[Instruções da tarefa] Transcreva sem nenhuma alteração o trecho do texto sobre a urgência do presente que vai de “Talvez isso justifique” até “celebração do agora.”, incluindo essas palavras.

[Texto fornecido]
********************
Francisco Diemerson
Integrante do Grupo de Estudos do Tempo Presente (GET/UFS)
Doutorando em História Comparada – PPHGC
Universidade Federal do Rio de Janeiro
O número de produções científicas e jornalistas buscando determinar ou descrever caminhos para o futuro pós-pandemia ressalta que discutir o que já está presente tornou-se obsoleto. Não interessa mais pensar sobre surgimento do covid-19, o isolamento social, as vacinas e todo esses elementos do universo clínico e da saúde pública.
No lugar disso, o que se torna urgente é a tentativa de desenhar o roteiro do agora, com descrição de ideias, possibilidades, sistemas e formas para que a sociedade assustada possa construir seu novo normal, redefinir suas prioridades, recolocar no eixo o que tenha sido realocado, apresentar propostas, metas, críticas e direcionamentos.
Esse quadro atípico que estamos vivenciando face ao atual momento é um recorte interessante sobre a característica talvez mais marcante desta segunda década do século: a urgência do presente. Redes sociais e interatividade digital, uma infinidade de fotos e vídeos, o cotidiano sendo catalogado e armazenado em celulares, sites e na “nuvem”.
A necessidade de se registrar imediatamente o agora provocou uma alteração importante na forma que a sociedade tem se comportado com relação às questões que pareciam sólidas e definidas. Torna-se sempre possível causar uma linha de ruptura baseada em dados flutuantes, em recortes que surgem do nada ou mesmo da velocidade que uma falsa notícia percorre e se enraíza.
Talvez isso justifique uma onda paralela de saudosismo de um passado não vivido. Uma busca por antigos discos de vinil, por câmeras fotográficas analógicas, por remakes de clássicos das décadas passadas; a efervescência de sucessos literários antigos agora revisitados e colocados em pautas apaixonadas (Capitu traiu?).
Afogados na produção massiva de elementos que a todo momento ressalta essa urgência do agora, da cobrança do presente, a sua manutenção se torna possível olhando para o passado, porém sem reflexão, sem crítica, apenas marcando com cores interessantes o que for útil, transformando a memória em vintage, objetos de luxo que, retirados do ontem, sejam celebração do agora.
********************
[Material de origem]
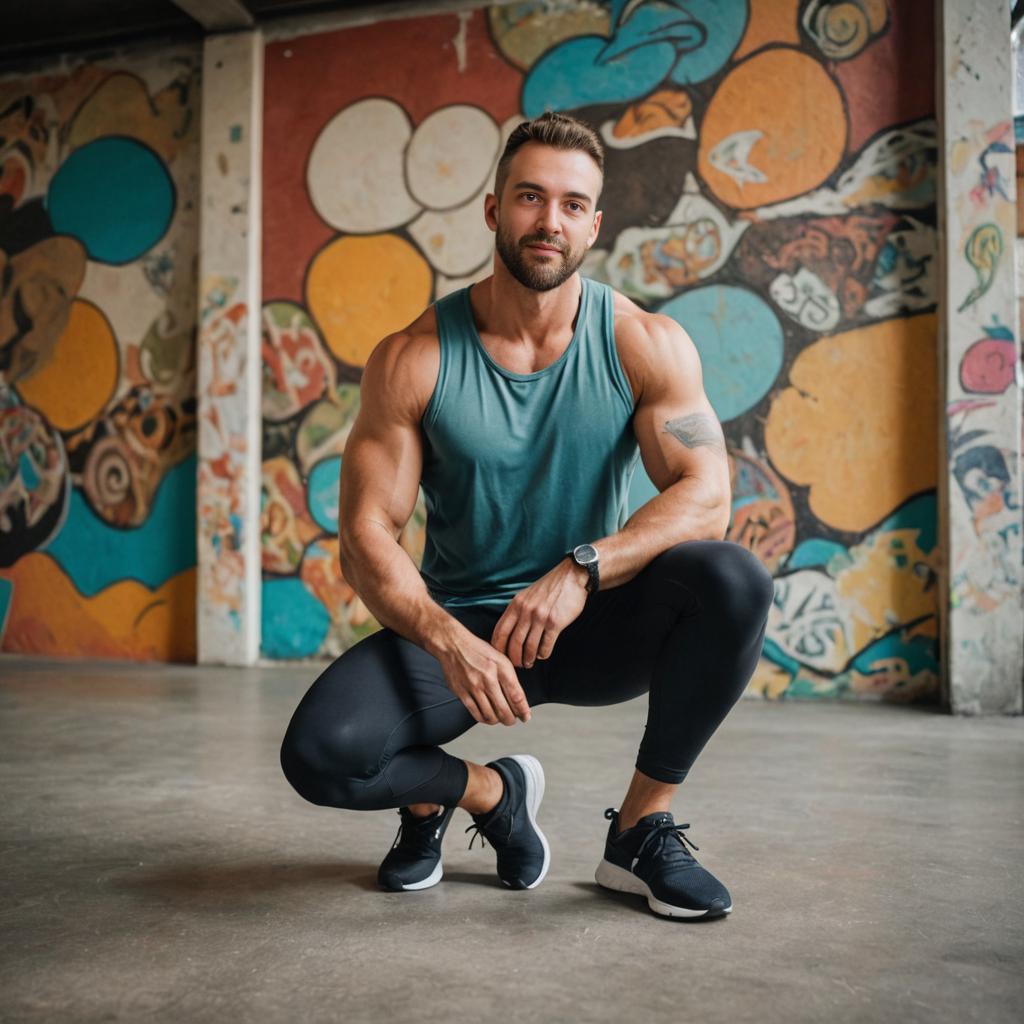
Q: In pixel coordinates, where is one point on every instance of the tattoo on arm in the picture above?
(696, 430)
********************
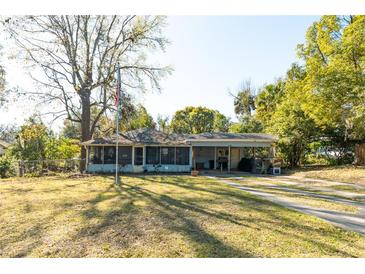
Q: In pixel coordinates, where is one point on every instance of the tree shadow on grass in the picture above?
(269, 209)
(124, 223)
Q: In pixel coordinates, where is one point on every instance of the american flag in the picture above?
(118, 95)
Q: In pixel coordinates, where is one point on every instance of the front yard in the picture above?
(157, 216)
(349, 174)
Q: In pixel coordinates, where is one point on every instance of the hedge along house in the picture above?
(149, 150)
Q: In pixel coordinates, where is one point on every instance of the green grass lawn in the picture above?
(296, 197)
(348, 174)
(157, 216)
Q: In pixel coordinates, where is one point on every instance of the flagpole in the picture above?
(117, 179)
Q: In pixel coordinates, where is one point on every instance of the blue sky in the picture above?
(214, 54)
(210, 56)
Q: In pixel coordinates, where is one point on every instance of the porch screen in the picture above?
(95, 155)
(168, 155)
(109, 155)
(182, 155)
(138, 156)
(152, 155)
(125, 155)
********************
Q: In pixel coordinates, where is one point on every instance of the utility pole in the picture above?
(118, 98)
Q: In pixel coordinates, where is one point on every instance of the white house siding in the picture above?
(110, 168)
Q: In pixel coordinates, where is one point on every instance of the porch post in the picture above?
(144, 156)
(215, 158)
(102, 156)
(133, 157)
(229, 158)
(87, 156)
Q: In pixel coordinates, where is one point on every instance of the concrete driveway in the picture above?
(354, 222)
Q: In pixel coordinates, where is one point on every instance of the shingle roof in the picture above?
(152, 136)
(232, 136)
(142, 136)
********************
[Resposta à tarefa]
Talvez isso justifique uma onda paralela de saudosismo de um passado não vivido. Uma busca por antigos discos de vinil, por câmeras fotográficas analógicas, por remakes de clássicos das décadas passadas; a efervescência de sucessos literários antigos agora revisitados e colocados em pautas apaixonadas (Capitu traiu?).
Afogados na produção massiva de elementos que a todo momento ressalta essa urgência do agora, da cobrança do presente, a sua manutenção se torna possível olhando para o passado, porém sem reflexão, sem crítica, apenas marcando com cores interessantes o que for útil, transformando a memória em vintage, objetos de luxo que, retirados do ontem, sejam celebração do agora.